REQUIREMENTS
[1] List every composer named in the forgiveness thread.
[2] Copy the forgiveness thread from "## Ukko (Jun" up to and including "(Oct 10, 2011)", renaming "acceptance" as "tolerance" wherever it occurs.
[3] Summarize the forgiveness thread in two sentences.

SUPPLIED PASSAGE
# forgiveness



## science (Oct 14, 2010)

Must be one of the most important things in human life - rarer than love, perhaps. 

I'm drawing a blank on it though. What is the music that makes you feel forgiveness? Or that you associate with forgiveness?


----------



## Cnote11 (Jul 17, 2010)

Baby making music


----------



## Andreas (Apr 27, 2012)

The codas of Bruckner's symphonies convey, to me, a great sense of overcoming, of mercy even.


----------



## Jared (Jul 9, 2012)

I think Haydn's 'Seven Last Words from The Cross' which starts.. 'Father forgive them, for they know not what they do' and continues in the vein of repentance and forgiveness for mankind in all 7 of it's sections. I have two versions:


----------



## Renaissance (Jul 10, 2012)

All sacred music from Arvo Part.


----------



## myaskovsky2002 (Oct 3, 2010)

It depends. My forgiveness when music is bad.... LOL or corny... If it is more general (other people's forgiveness) i would say opera, no forgiveness scene comes to mind right now.... Yes! la *fanciulla del West,* when the forgive the guy at the end of the opera.

Martin


----------



## Vesteralen (Jul 14, 2011)

I'm listening to the opening of the final movement of Mahler's 3rd, and it kind of sounds like forgiveness to me. Maybe just the power of suggestion...


----------



## Norse (May 10, 2010)

Too obvious?


----------



## tdc (Jan 17, 2011)

When I think about it for some reason Debussy's _Clair de Lune_ from Suite Bergamasque, and Bach's _Chaconne_ (2nd part) from BWV 1004 come to mind for me.


----------



## powerbooks (Jun 30, 2012)

Exactly what I want to say!

One of the most sublime music of all!



Norse said:


> Too obvious?


----------



## Ukko (Jun 4, 2010)

Thanks for the post. Considering a response, I realize that I don't practice forgiveness, or even accept it as a privilege I possess. I can do acceptance, and 'making allowance', but not forgiveness. Once the mark [*'*] is on the wall, it stays there.

Maybe that failing is balanced by my inability to forgive myself... or maybe not.


----------



## Lisztian (Oct 10, 2011)

The optimistic ending is basically Liszt forgiving God, based on the chorale 'Was Gott tut, das ist wohlgetan' (What God does is well done).


----------



## mamascarlatti (Sep 23, 2009)

Forgiveness is most important for the forgiver. Without it there is only bitterness and resentment.


----------



## Jeremy Marchant (Mar 11, 2010)

Data records:
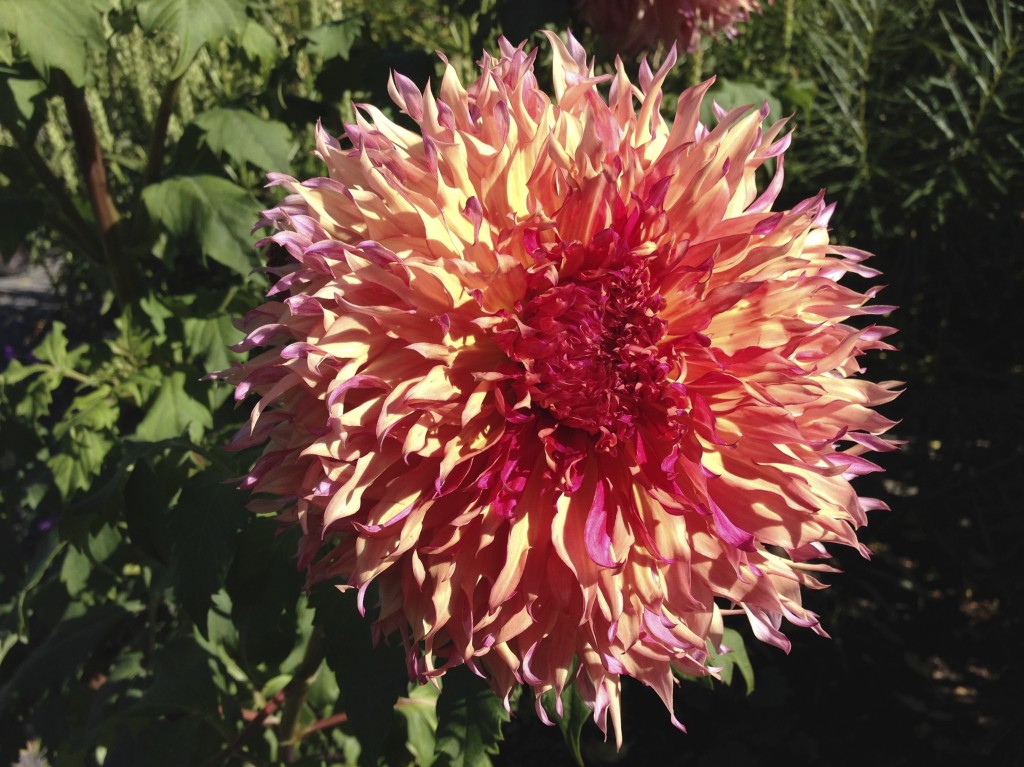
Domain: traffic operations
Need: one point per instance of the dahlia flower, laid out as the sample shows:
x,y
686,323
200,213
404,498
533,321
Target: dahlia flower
x,y
633,26
557,379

WORKED ANSWERS
[1] Bruckner, Haydn, Arvo Part, Mahler, Debussy, Bach, Liszt

[2]
## Ukko (Jun 4, 2010)

Thanks for the post. Considering a response, I realize that I don't practice forgiveness, or even accept it as a privilege I possess. I can do tolerance, and 'making allowance', but not forgiveness. Once the mark [*'*] is on the wall, it stays there.

Maybe that failing is balanced by my inability to forgive myself... or maybe not.


----------



## Lisztian (Oct 10, 2011)

[3] The thread asks what music makes people feel forgiveness or what music they associate with it. Replies name works such as the codas of Bruckner's symphonies, Haydn's 'Seven Last Words from The Cross', Arvo Part's sacred music, the final movement of Mahler's 3rd and Debussy's Clair de Lune, and others reflect on forgiveness itself, one calling it most important for the forgiver.